THE REQUEST: Turn every row below into a JSON list of strings with one string per line, and leave out any blank lines.
# START OF LISTED ENTRIES
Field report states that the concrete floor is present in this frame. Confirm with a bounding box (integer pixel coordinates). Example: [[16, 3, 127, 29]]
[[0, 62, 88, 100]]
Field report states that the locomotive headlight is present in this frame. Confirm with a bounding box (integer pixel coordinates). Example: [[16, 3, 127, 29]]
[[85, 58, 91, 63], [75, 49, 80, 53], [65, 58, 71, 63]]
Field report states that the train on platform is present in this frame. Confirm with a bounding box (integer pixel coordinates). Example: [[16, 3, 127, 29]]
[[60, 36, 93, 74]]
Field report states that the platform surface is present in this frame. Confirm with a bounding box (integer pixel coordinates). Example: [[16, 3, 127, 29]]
# END OF LISTED ENTRIES
THE RESPONSE:
[
  "Field report states that the concrete floor is present in this frame. Confirm with a bounding box (integer pixel coordinates). Example: [[16, 3, 127, 29]]",
  "[[0, 62, 88, 100]]",
  "Field report states that the locomotive headlight is present in this frame. Confirm with a bounding box (integer pixel coordinates). Example: [[16, 3, 127, 29]]",
  "[[85, 58, 91, 63], [75, 49, 80, 53], [65, 58, 71, 63]]",
  "Field report states that the train on platform is present in this frame. Confirm with a bounding box (integer pixel coordinates). Example: [[16, 3, 127, 29]]",
  "[[60, 36, 93, 74]]",
  "Field report states that the platform surface is present in this frame. Confirm with a bounding box (integer pixel coordinates). Example: [[16, 3, 127, 29]]"
]